## Start Records for this exercise

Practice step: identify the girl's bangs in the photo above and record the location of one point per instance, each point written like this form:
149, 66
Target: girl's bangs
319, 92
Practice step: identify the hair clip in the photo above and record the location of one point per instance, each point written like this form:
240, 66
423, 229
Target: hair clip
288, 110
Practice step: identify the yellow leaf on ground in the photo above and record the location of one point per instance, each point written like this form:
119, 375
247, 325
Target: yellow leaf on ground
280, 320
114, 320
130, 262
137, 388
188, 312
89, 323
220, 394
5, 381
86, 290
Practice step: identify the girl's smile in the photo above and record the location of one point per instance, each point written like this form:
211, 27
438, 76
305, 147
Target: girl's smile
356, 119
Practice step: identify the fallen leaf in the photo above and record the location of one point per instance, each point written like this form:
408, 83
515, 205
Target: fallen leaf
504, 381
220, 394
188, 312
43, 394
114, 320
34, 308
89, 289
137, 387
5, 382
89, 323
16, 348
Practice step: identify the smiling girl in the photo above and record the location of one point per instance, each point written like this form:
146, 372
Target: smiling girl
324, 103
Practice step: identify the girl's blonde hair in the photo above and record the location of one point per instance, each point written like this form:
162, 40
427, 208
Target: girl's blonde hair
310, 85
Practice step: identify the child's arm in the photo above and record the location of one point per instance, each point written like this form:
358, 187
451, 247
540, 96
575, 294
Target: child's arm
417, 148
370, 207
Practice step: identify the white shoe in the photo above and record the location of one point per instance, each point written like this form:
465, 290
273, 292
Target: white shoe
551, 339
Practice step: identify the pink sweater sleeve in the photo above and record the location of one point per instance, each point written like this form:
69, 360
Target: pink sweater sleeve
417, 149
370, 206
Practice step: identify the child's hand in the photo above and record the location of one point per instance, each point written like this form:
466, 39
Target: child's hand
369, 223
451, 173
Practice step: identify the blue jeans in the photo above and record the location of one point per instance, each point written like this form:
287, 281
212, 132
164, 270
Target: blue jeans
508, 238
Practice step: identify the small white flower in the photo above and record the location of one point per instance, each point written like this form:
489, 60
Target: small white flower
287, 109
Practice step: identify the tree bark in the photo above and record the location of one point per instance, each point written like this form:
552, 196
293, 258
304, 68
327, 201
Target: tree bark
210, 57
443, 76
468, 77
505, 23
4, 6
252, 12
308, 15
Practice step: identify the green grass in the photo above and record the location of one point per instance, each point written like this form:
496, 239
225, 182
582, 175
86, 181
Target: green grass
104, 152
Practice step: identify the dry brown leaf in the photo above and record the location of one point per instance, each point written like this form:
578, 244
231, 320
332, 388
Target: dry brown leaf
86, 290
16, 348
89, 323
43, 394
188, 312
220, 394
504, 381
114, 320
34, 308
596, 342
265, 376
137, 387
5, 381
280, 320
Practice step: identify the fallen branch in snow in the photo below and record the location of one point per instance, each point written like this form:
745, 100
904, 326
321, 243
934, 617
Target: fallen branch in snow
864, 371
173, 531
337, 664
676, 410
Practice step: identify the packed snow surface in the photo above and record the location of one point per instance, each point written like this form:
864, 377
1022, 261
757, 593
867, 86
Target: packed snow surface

## End Records for this exercise

§ What the task asks
Recopy all the lines exactly as they appear.

§ The completed task
Practice step: identify the girl's bangs in the photo above and record the location of one point per instance, each point written like this form:
149, 66
Target: girl's bangs
319, 92
Practice step: identify the hair clip in the photo above and record the location of one point per instance, each point written like this form:
240, 66
423, 229
Target: hair clip
288, 110
Practice step: identify the yellow leaf on ground in the photo above and record the location of one point per instance, each point written like this form:
119, 375
247, 325
Target: yellow leaf on ground
280, 320
114, 320
130, 262
137, 388
188, 312
89, 323
220, 394
5, 381
86, 290
Practice step: identify the girl's smile in the photo above and record the location of one point per instance, each point written like this form:
211, 27
438, 76
305, 147
Target: girl's smile
356, 119
Practice step: identify the fallen leaf in the photo above and record the location of one point per instance, each point written like this form:
408, 83
515, 205
Target: fallen leaf
504, 381
220, 394
188, 312
43, 394
114, 320
34, 308
89, 289
137, 387
5, 382
89, 323
16, 348
Practice step: identify the smiling girl in the photo above and record the location of one point per instance, each point written like this form:
146, 372
Target: smiling girl
324, 103
Practice step: identify the girl's blonde hair in the photo above and record the location of one point per instance, each point written like this form:
162, 40
427, 208
Target: girl's blonde hair
310, 85
Practice step: identify the child's arm in the photo above and record the location of one point per instance, each point written like this form:
358, 187
451, 247
540, 96
575, 294
Target: child's arm
417, 148
370, 207
Practice step: identify the white shoe in the photo above and record the location of one point per instance, each point written like this form:
465, 290
273, 292
Target: white shoe
551, 339
Practice step: identify the pink sweater sleeve in the photo above and record the location of one point per instance, each point written like this form:
69, 360
Target: pink sweater sleeve
417, 149
370, 206
Practice step: identify the child's hand in the photo above and record the location of one point per instance, each point written like this form:
466, 39
Target: child's hand
369, 223
451, 173
Practice step: identify the blue jeans in the photo above and record the location of one point per instance, each point written like this form:
287, 281
212, 132
164, 270
Target: blue jeans
508, 238
Practice step: identify the small white flower in the photo above and record the location of one point per instance, each point written like this form:
489, 60
Target: small white flower
287, 109
Practice step: identify the tree bark in the photo above and record the location of one point per instance, each point written like this form:
552, 196
293, 258
304, 68
327, 201
Target: tree bark
210, 57
443, 76
468, 77
505, 23
4, 6
252, 12
308, 15
Practice step: identify the green grass in the photo above and record the location of one point per instance, each point written like this form:
496, 239
225, 182
582, 175
86, 181
Target: green grass
104, 152
Practice step: identify the dry brown leaf in the photo above and record the location of one point per instance, each point written like this form:
578, 244
231, 320
332, 388
Target: dry brown leaf
86, 290
16, 348
89, 323
43, 394
188, 312
220, 394
504, 381
114, 320
34, 308
596, 342
265, 376
137, 387
5, 381
280, 320
Practice step: identify the fallen branch in snow in the photo below and record the location of one point per instance, each point written like this form:
745, 100
904, 326
321, 243
934, 617
Target: fallen branch in snow
864, 371
173, 531
337, 664
676, 410
Practice step: identify the packed snow surface in the photo above and record the location of one point per instance, each point written like this form:
864, 377
1022, 261
757, 593
867, 86
Target: packed snow surface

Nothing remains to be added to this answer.